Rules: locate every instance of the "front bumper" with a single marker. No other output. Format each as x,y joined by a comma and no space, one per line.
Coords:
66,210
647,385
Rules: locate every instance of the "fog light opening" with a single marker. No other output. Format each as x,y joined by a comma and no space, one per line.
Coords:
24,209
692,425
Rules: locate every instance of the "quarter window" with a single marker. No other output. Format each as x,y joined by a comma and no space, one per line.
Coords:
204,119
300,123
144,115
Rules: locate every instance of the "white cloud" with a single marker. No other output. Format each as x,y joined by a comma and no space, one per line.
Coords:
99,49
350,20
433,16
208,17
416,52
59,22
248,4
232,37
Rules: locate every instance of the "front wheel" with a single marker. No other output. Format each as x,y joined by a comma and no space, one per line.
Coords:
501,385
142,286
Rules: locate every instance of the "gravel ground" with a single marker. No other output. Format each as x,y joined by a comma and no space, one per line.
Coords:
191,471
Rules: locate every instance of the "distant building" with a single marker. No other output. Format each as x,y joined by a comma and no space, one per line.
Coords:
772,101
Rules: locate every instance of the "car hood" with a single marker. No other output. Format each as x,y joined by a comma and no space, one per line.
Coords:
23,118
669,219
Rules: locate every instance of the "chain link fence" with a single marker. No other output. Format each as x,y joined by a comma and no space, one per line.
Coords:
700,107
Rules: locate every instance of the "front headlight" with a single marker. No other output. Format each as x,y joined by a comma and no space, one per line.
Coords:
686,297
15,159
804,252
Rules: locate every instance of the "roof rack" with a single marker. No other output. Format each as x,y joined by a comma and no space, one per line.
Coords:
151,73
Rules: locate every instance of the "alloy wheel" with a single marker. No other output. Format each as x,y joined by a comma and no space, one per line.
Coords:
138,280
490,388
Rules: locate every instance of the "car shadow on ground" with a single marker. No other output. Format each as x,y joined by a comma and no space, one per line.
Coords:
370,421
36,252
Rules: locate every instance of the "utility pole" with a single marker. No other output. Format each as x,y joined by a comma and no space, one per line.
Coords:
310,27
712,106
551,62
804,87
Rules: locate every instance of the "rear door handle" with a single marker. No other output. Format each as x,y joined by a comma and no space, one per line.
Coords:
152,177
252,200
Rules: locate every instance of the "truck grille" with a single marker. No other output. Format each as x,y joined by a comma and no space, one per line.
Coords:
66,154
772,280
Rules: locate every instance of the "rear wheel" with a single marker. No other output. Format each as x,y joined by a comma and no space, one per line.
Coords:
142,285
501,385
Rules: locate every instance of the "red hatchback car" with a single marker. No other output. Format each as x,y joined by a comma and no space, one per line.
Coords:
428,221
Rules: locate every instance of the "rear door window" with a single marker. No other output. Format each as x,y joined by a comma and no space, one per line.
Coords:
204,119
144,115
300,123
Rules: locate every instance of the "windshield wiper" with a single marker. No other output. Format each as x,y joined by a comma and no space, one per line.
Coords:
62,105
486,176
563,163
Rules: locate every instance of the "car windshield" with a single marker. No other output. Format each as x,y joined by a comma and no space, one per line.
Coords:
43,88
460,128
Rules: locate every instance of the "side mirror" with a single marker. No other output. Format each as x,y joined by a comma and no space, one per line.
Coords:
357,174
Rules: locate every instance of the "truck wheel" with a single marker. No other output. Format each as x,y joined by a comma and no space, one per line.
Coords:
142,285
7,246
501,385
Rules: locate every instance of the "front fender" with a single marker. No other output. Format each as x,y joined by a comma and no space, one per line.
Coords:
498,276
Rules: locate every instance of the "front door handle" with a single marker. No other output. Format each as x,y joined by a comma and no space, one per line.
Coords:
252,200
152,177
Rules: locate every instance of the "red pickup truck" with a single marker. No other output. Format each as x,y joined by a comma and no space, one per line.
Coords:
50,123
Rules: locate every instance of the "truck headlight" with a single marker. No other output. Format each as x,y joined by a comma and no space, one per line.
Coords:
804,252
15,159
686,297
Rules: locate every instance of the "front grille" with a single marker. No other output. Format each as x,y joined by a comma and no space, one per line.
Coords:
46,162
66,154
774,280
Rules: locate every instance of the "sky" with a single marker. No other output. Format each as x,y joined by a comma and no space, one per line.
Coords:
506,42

-*-*-

● **Task to complete**: Say how many lines above contain the string "window", writing only the number.

● **Answer section**: 2